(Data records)
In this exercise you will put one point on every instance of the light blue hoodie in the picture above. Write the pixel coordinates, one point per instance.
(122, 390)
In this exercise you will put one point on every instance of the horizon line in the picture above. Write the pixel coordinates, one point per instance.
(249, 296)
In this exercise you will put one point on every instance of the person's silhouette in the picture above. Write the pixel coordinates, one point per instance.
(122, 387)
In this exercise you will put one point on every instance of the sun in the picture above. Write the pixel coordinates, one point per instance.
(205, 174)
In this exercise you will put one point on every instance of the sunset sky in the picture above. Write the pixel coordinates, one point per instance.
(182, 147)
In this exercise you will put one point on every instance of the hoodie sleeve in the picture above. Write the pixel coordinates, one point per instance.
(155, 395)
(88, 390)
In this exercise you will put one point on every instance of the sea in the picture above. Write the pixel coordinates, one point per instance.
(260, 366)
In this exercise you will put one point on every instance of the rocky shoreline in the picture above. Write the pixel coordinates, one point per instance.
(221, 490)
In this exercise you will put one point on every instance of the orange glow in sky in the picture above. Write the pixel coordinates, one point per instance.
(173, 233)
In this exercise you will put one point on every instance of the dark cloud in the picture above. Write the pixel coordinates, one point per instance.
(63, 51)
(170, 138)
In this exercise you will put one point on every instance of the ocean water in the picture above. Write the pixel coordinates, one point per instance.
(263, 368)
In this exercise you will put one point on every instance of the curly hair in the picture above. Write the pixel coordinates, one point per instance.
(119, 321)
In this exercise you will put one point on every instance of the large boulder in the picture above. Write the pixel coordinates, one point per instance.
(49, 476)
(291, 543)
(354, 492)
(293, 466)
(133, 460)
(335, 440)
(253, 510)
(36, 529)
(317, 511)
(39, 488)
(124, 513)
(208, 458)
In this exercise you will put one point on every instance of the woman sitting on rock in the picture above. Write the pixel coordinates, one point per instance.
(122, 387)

- _Exercise_
Write the entries out again in full, exactly as they appear above.

- _Output for this task_
In this exercise you will put one point on every instance of the light blue hoodie in the picture above. Write the pixel coordinates, one point per instance.
(122, 390)
In this exercise you will put one point on every instance of the horizon line in the picture above. Write the pixel coordinates, one point per instance.
(249, 296)
In this exercise you will put one point on every instance of the person's silhouette in the picture above. Write the pixel coordinates, one point per instance.
(122, 387)
In this exercise you will put one point on every instance of the sun in the picture above. Write the pixel coordinates, one point per instance.
(205, 174)
In this exercise you will put one point on every instance of the sunset sky in the picture above. Write the pixel coordinates, one point per instance.
(182, 147)
In this exercise you will put one point on every instance of the hoodie sleeve in the picture above. Write the pixel coordinates, one point per instance.
(155, 395)
(88, 390)
In this exercise you will put one point on every instance of the sea in the picture above. Write the pixel coordinates, one point per instance.
(260, 366)
In this exercise you will put one point on every instance of the rocky shoreline in the picture above. Write the pixel coordinates, one point per instance.
(221, 490)
In this exercise you will put one point on every instance of the orange glow in sky in the picture above. Write the pixel coordinates, one point per instance.
(173, 233)
In this exercise you will put one point on every instance of the dark cloud in the picture above. Write the pixel coordinates, one point per instance.
(63, 51)
(170, 138)
In this exercise you will put one point on every instance of the ocean water in the picture above. Write the pixel coordinates, one point per instance.
(263, 368)
In this exercise you will put one point on every instance of the curly hair in the picture above. Write the pixel coordinates, one point per instance.
(119, 321)
In this exercise you will put one point on every instance of the large boulder in the picture above. Write the pixel coordinates, one point per instance.
(49, 476)
(291, 543)
(354, 492)
(293, 466)
(133, 460)
(335, 440)
(253, 510)
(36, 529)
(317, 511)
(39, 488)
(124, 513)
(208, 458)
In this exercise you will put one point on every instance of the woman sitting on rock in the picture above. Write the pixel coordinates, one point per instance.
(122, 387)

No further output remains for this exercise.